__Required work__: Every entry should be returned exactly. Omit none of them.

__Records for processing__:
Content starts
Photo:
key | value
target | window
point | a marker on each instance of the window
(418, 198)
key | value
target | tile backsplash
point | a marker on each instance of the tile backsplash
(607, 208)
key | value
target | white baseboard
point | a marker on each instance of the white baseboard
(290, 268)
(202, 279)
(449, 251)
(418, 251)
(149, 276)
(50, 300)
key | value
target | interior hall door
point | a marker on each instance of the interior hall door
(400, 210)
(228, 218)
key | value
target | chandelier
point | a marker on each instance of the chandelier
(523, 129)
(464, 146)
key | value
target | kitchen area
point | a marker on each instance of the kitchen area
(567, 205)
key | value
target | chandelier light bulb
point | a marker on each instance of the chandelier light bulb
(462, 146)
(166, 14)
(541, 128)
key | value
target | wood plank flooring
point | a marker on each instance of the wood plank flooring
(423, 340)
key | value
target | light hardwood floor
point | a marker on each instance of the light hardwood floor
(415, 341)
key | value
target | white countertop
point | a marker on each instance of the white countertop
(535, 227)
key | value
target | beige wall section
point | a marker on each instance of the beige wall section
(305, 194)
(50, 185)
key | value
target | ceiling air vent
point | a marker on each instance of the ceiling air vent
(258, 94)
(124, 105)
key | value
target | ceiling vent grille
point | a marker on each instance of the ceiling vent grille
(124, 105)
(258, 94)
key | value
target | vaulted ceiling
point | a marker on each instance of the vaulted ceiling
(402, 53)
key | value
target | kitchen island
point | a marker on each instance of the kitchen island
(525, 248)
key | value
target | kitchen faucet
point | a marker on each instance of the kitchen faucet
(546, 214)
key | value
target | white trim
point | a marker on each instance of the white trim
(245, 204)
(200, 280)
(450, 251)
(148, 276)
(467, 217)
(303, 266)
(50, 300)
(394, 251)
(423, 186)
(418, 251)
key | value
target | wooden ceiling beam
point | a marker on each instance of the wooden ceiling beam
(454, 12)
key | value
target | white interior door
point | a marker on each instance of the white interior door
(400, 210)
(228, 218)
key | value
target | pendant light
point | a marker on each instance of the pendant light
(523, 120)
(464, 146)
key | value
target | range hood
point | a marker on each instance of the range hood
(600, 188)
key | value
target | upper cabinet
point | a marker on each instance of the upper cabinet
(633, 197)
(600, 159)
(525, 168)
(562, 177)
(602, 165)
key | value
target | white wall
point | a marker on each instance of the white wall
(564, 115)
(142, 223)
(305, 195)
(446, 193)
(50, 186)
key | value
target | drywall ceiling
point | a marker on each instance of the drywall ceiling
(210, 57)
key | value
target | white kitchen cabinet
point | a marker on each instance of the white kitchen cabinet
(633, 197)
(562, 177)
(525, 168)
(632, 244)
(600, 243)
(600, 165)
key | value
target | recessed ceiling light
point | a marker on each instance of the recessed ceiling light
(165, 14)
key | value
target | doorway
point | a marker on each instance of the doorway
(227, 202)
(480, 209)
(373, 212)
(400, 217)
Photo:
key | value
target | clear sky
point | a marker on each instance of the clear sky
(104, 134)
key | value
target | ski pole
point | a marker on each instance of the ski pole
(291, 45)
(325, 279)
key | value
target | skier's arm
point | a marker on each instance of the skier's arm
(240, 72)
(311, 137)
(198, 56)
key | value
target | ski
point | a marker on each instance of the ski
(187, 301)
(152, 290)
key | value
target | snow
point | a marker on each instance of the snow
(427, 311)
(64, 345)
Content ends
__Solution__:
Photo:
key | value
target | window
point | a marker on each instance of the window
(418, 198)
key | value
target | tile backsplash
point | a marker on each instance of the tile backsplash
(607, 208)
key | value
target | white baseboard
point | a marker on each instance of the white baseboard
(290, 268)
(202, 279)
(449, 251)
(418, 251)
(149, 276)
(50, 300)
key | value
target | interior hall door
point | a marker on each instance of the interior hall door
(400, 210)
(228, 218)
key | value
target | chandelier
point | a marker on each instance of the chandelier
(523, 129)
(464, 146)
key | value
target | kitchen area
point | a marker on each instance of the kitchen area
(567, 205)
key | value
target | chandelier light bulb
point | a marker on each instance of the chandelier light bulb
(462, 146)
(166, 14)
(541, 128)
key | value
target | wood plank flooring
point | a marker on each instance of the wood plank flooring
(423, 340)
key | value
target | light hardwood floor
point | a marker on each instance of the light hardwood floor
(415, 341)
key | value
target | white countertop
point | a marker on each instance of the white countertop
(535, 227)
key | value
target | beige wall section
point | a marker on each instance of the beige wall section
(305, 194)
(50, 185)
key | value
target | ceiling air vent
point | a marker on each instance of the ceiling air vent
(258, 94)
(124, 105)
key | value
target | ceiling vent grille
point | a marker on each instance of the ceiling vent grille
(124, 105)
(258, 94)
key | value
target | vaulted ceiling
point | a marker on each instance of the vaulted ceiling
(402, 53)
key | value
target | kitchen island
point | a marker on each instance of the kitchen island
(525, 248)
key | value
target | kitchen faucet
point | a marker on each instance of the kitchen faucet
(546, 214)
key | value
target | white trim
point | a marker on each instance of the white trim
(245, 204)
(200, 280)
(450, 251)
(148, 276)
(467, 217)
(303, 266)
(50, 300)
(394, 251)
(423, 186)
(418, 251)
key | value
target | wooden ceiling beam
point | a marker on each instance of the wooden ceiling beam
(454, 12)
key | value
target | white interior door
point | a marker on each instance of the white interior door
(400, 210)
(228, 218)
key | value
target | pendant light
point | a marker on each instance of the pendant light
(523, 120)
(464, 146)
key | value
target | range hood
point | a marker on each instance of the range hood
(600, 188)
key | value
target | upper cabinet
point | a marker on each instance of the upper cabinet
(633, 197)
(600, 159)
(525, 168)
(562, 177)
(602, 165)
key | value
target | white wall
point | a marker on each instance of the white wall
(564, 115)
(142, 223)
(305, 195)
(446, 193)
(50, 186)
key | value
target | drywall ceiling
point | a marker on each instance of the drywall ceiling
(210, 57)
key | value
target | white kitchen cabinet
point | a marker on each instance of the white kitchen cabinet
(633, 197)
(562, 177)
(525, 168)
(632, 244)
(600, 243)
(600, 165)
key | value
target | recessed ceiling light
point | a marker on each instance of the recessed ceiling light
(165, 14)
key | value
target | doorway
point | a marker on each instance of the doorway
(227, 202)
(480, 209)
(373, 212)
(400, 217)
Photo:
key | value
target | clear sky
point | a marker on each instance of the clear sky
(104, 134)
key | value
target | ski pole
point | a marker on each instance of the ski pole
(291, 45)
(325, 279)
key | value
target | skier's arm
point | a marker on each instance of the skier's arm
(240, 72)
(311, 137)
(198, 56)
key | value
target | ski
point | a marker on each instance of the ski
(187, 301)
(152, 290)
key | value
target | snow
point | a marker on each instance of the snow
(427, 311)
(64, 345)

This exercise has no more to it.